**EXERCISE**
Pick up the passage on bringing documentation into the software release cycle and continue it from its last sentence.

BEGIN PASSAGE SHOWN

The development pace was set based on how releasing software should be easy. The principal of continuous delivery.

Docs must meet the same standards of reliability and repeatability that engineering uses before docs can be enforced as part of the release cycle.

Creating a Plan

  1. Increase Project Visibility
  2. Simplify Peer Reviews
  3. Automate Grunt Work

Increase Project Visibility

They created a centralized workflow to track issues and progress. They decoupled linear processes to keep one unit of work from blocking other work. They went open source for both visibility and public comments/contributions. This had a side effect of creating a whole slew of beta testers who would test the PRs.

They also added a system of dependable notifications. Integrating GitHub into other communication tools, like Slack. These notifications are not suggested for integration into your main communication channel. A bot dedicated channel is generally better to prevent it from overwhelming everyone.

Simplify Peer Reviews

The ability to get a +1 from an SME as quickly as possible was the priority. Therefore they focused on the path most followed. There old process was very disruptive and required a lot of work. They instead created notifications and linkages that allowed reviews to be done with a single click.

END PASSAGE SHOWN
BEGIN SUPPLIED MATERIAL

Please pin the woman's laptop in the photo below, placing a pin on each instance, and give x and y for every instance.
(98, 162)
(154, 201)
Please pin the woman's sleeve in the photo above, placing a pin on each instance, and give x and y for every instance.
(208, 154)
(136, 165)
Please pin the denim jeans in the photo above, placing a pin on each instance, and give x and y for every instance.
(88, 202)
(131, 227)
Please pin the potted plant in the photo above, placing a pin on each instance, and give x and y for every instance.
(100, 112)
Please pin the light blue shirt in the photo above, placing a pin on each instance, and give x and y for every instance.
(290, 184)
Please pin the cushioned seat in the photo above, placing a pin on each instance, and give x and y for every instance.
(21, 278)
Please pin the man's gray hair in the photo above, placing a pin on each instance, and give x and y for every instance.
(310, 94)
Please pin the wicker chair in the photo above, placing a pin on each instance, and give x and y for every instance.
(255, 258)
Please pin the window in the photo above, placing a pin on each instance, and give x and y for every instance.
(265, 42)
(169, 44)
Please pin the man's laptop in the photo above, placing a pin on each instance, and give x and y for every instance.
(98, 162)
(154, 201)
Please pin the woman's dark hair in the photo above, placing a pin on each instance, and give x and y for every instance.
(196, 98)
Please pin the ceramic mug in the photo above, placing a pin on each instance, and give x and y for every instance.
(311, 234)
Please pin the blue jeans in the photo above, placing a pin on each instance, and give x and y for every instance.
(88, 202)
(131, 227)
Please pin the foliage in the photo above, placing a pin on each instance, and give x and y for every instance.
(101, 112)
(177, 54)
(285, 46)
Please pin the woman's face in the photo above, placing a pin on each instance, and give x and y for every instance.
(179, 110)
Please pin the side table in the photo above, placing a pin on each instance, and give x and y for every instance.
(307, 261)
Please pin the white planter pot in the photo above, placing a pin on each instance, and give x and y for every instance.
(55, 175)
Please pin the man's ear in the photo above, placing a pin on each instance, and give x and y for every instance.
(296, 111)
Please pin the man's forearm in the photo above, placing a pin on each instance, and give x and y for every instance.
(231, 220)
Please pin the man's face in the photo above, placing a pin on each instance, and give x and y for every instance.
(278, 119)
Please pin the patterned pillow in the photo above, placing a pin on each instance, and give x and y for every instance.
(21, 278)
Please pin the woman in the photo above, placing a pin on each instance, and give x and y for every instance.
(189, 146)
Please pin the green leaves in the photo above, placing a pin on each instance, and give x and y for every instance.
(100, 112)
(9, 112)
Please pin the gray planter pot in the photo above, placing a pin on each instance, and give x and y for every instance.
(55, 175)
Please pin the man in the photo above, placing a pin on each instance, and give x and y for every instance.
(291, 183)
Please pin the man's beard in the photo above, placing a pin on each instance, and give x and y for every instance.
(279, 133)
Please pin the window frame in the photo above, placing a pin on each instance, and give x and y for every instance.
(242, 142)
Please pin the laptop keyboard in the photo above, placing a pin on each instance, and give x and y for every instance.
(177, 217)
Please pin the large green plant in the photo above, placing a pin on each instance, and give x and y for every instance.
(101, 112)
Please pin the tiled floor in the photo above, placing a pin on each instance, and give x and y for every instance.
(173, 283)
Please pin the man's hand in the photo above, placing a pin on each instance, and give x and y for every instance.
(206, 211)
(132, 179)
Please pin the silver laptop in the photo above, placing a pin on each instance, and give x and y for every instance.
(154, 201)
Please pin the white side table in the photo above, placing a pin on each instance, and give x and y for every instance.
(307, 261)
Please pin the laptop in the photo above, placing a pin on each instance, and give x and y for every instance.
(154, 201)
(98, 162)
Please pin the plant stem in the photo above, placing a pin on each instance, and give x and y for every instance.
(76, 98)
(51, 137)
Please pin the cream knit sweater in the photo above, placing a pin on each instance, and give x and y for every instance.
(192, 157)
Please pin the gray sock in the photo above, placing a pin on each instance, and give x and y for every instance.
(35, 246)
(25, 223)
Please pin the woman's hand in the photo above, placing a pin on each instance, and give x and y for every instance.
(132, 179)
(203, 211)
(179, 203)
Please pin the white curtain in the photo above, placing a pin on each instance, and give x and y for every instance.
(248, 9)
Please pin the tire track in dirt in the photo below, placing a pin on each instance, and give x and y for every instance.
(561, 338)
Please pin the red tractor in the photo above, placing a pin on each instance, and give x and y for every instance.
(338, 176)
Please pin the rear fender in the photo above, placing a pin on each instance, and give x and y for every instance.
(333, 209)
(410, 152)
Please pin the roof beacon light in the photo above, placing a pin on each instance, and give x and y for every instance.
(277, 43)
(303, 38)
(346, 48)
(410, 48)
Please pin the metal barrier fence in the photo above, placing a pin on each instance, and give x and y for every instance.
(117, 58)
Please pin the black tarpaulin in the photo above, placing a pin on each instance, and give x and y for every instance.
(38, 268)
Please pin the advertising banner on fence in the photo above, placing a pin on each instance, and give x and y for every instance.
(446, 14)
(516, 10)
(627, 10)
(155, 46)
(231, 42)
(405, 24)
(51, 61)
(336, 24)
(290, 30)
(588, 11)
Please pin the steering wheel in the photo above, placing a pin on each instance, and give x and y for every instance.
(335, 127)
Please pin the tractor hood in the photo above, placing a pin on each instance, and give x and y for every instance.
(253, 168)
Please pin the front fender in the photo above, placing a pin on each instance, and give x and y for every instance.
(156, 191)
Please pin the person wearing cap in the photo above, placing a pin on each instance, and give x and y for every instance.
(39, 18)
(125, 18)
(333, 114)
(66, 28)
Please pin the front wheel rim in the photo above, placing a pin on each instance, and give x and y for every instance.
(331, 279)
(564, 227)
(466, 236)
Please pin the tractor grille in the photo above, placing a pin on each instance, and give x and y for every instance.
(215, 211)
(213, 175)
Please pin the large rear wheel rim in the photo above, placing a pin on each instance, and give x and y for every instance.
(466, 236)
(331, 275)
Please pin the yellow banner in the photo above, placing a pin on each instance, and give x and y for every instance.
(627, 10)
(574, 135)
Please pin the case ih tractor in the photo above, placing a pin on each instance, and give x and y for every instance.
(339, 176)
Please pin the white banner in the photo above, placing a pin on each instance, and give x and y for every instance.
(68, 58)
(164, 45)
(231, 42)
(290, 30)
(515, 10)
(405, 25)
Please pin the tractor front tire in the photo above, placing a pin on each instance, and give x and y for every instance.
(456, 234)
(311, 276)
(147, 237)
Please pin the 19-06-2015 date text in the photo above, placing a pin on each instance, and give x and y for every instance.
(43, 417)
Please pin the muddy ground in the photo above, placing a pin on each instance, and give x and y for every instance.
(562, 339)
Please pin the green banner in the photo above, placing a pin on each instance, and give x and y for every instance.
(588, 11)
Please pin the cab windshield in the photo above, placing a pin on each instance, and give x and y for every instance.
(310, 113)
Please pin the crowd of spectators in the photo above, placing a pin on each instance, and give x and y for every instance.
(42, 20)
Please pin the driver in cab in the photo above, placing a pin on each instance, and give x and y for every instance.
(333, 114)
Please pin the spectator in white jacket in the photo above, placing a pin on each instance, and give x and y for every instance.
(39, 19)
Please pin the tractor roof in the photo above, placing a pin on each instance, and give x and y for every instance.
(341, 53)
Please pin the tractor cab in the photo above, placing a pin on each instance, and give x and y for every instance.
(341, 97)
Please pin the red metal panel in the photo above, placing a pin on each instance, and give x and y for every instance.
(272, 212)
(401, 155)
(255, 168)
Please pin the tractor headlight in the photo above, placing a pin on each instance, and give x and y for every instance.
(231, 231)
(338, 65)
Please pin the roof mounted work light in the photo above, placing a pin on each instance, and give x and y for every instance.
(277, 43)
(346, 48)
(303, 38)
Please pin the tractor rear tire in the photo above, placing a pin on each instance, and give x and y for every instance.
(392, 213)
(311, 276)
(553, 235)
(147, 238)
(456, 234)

END SUPPLIED MATERIAL

**ANSWER BELOW**
To do this they rely on in place editing inside of GitHub. They don’t have SME comments, instead they do actual edits that trigger a PR.

Automate Grunt Work

Automation can easily handle things like checking links, moving files, etc. Redundant tasks are a waste of time. This resulted in the:

  • ability to stage content in isolated environments with automated generated public urls
  • deployment to production with a single click
  • automatically performing link checking, etc.

An comment is automatically put in a PR with the location of the latest staged version of the PR via the CI/CD system. It runs HTML validation, and other tests. They are using CircleCI and are using it to restrict the ability to merge if something isn’t right.

Are we done yet?

CI for docs isn’t the end of the road, however it is an essential tool for building trust. Ultimately, for docs to become an enforced requirement of the release cycle, you need buy in from everyone.